Text:
The UVA Cancer Registry, currently under Cancer Quality and Program Management of the Oncology Service Line, collects and reports cancer-related data in accordance with the American College of Surgeons Commission on Cancer (ACoS CoC) requirements. Under the Code of Virginia, section 32.1-70, hospitals are required to “make available to the Commissioner or his agents information on patients having malignant tumors or cancers” and the information is to be part of a statewide cancer registry.

This image shows an oval at the bottom labelled UVA Cancer Registry. There are 5 arrows that point to this oval, each arrow stems from a separate network. From left to right, they are: AJCC, American Joint Committee on Cancer, COC, Commission on Cancer, SEER, NAACCR, North American Association of Central Cancer Registries, and the Virginia Cancer Registry. A sixth arrow points from NAACCR to the Virginia Cancer Registry. A seven arrow points from NPCR, National Program of Cancer Registries to the Virginia Cancer Registry.

The UVA Cancer Registry is made up of a team of Certified Oncology Data Specialist (ODS, formerly known as Certified Tumor Registrars or CTRs) who prepares an abstract on each reportable condition/cancer from the patient’s medical record. The abstracts are housed in the cancer registry database and contains demographic, diagnostic, staging, treatment, and follow-up/outcomes information on patients. Information in abstracts are summarized and coded according to rules established by state-level and national-level standard setters (Virginia Cancer Registry, ACoS CoC, SEER, and American Joint Committee on Cancer).

Given records:

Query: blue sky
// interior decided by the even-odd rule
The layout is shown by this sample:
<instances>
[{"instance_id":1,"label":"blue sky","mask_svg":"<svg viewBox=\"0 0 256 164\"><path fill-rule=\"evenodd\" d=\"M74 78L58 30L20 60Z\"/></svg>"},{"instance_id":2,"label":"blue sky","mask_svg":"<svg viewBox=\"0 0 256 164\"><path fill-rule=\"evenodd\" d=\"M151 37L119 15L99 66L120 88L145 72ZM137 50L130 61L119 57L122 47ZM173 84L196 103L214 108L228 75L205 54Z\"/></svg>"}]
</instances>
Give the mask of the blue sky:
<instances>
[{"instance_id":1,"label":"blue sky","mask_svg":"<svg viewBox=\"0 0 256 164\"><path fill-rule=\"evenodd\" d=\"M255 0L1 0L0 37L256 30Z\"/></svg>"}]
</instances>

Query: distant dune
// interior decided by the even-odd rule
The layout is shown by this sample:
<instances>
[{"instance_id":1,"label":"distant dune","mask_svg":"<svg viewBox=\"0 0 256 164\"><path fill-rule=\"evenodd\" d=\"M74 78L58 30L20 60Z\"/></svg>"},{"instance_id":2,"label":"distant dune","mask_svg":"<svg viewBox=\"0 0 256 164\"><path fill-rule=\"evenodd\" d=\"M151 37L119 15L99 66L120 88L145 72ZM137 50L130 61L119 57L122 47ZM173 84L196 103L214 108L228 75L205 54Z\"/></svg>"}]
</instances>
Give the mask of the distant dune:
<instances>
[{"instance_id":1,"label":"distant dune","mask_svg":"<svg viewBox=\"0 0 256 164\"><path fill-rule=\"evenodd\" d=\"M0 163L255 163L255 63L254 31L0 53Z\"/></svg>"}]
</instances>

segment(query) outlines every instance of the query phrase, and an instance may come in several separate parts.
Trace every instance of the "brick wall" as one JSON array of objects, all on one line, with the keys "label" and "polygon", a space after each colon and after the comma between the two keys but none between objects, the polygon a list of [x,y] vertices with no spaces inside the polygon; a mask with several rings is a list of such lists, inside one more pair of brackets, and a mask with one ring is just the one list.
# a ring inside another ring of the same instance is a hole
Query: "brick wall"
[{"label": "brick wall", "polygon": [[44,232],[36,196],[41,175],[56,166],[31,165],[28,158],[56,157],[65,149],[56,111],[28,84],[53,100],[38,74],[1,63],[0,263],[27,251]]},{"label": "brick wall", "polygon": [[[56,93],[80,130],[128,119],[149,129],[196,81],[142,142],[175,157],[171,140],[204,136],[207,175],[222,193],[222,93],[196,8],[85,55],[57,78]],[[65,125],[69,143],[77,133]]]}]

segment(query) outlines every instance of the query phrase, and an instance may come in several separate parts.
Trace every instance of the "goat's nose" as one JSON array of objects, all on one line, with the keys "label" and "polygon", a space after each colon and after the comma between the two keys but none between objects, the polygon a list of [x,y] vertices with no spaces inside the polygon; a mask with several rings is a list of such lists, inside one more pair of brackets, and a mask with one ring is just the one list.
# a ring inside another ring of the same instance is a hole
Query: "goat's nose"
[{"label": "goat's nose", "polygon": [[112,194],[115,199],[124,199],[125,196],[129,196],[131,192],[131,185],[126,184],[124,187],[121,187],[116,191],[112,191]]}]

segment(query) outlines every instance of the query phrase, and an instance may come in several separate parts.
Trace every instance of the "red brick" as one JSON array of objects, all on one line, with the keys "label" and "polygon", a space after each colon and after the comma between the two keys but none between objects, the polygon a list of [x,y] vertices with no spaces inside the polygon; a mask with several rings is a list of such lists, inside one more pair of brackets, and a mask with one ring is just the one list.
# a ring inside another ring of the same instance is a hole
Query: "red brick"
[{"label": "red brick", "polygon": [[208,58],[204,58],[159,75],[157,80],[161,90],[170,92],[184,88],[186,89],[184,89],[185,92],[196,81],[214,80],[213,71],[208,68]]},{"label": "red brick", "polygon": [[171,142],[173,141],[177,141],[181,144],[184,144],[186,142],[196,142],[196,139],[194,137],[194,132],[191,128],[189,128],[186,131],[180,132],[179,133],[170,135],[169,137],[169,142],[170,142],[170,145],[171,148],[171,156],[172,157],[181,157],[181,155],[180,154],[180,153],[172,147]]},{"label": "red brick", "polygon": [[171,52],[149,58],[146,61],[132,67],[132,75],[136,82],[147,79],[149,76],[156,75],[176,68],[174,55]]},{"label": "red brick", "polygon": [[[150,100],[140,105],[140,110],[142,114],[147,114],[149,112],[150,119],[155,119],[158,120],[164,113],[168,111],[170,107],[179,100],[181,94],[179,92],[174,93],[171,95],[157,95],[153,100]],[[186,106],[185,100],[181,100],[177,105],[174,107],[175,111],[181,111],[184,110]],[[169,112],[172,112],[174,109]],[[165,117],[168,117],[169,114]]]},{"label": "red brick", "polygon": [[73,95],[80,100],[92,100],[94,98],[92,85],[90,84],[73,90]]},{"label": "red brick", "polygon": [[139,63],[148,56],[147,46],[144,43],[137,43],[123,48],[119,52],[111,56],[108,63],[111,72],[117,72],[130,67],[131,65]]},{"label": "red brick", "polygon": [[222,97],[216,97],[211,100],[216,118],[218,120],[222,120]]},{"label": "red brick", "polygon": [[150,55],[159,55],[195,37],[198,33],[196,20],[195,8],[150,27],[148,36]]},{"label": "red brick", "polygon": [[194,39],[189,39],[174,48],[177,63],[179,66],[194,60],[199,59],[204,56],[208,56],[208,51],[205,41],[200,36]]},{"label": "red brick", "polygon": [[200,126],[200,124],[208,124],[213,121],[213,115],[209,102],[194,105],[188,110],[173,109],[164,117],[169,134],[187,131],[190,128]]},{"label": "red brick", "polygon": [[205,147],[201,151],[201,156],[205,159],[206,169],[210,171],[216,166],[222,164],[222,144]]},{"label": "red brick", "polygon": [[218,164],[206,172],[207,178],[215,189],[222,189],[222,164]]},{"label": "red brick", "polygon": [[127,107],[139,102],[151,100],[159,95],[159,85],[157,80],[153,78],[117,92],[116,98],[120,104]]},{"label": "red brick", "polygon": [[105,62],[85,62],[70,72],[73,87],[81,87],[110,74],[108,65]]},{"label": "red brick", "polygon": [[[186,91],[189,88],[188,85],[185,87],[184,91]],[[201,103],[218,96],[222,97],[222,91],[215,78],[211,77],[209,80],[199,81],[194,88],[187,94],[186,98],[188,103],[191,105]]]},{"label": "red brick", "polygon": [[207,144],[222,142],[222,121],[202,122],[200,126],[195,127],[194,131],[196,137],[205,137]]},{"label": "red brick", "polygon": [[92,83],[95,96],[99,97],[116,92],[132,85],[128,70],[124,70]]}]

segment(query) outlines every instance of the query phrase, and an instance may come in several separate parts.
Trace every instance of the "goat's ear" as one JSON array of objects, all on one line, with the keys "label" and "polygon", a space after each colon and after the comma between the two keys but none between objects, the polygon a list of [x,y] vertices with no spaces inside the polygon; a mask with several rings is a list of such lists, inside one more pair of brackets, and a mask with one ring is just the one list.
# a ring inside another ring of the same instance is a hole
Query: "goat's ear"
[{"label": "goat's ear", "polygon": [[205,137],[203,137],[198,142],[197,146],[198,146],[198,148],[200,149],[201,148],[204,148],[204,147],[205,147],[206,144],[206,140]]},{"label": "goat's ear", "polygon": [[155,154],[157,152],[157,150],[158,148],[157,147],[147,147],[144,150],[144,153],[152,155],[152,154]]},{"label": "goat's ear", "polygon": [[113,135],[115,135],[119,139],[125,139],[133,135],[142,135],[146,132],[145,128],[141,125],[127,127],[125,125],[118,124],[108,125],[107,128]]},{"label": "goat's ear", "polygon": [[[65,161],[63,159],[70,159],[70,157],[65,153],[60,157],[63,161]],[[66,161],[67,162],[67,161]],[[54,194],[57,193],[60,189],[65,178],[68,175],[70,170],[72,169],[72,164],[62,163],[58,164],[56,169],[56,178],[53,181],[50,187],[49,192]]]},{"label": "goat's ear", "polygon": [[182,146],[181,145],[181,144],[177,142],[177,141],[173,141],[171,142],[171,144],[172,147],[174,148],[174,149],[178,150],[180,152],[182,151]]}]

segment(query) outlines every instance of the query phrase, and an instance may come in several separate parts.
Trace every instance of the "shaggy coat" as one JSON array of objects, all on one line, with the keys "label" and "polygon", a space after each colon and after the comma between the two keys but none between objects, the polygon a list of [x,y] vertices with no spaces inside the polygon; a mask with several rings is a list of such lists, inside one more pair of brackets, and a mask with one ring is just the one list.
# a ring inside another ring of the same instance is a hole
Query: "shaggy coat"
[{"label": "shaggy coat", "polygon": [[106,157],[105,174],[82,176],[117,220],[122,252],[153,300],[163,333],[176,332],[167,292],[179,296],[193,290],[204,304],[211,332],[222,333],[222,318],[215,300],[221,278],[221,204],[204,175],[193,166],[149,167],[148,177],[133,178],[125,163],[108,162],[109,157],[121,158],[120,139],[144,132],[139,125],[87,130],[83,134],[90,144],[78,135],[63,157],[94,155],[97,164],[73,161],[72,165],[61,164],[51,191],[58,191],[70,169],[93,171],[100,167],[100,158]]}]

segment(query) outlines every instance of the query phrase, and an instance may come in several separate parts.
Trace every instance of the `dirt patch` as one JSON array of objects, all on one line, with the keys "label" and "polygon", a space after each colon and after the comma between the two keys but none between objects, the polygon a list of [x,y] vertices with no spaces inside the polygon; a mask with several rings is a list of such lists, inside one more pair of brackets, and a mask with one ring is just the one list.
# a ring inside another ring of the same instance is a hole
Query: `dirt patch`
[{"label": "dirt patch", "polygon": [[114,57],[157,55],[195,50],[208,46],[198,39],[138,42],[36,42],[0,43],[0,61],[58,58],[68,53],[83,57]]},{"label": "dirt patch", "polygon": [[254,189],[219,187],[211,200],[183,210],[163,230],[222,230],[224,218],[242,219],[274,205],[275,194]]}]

Exercise instructions:
In the UVA Cancer Registry text, condense the paragraph beginning "The UVA Cancer Registry is made up" into a bulleted list that keeps its main facts. The records have no connection to the text on the UVA Cancer Registry.

Reply to the exercise:
- Staff: a team of Certified Oncology Data Specialists (ODS, formerly Certified Tumor Registrars, or CTRs)
- Work: they prepare an abstract from the patient's medical record for each reportable condition or cancer
- Storage: the abstracts are kept in the cancer registry database
- Contents: demographic, diagnostic, staging, treatment, and follow-up/outcomes information
- Coding: information is summarized and coded under rules from state and national standard setters (Virginia Cancer Registry, ACoS CoC, SEER, and the American Joint Committee on Cancer)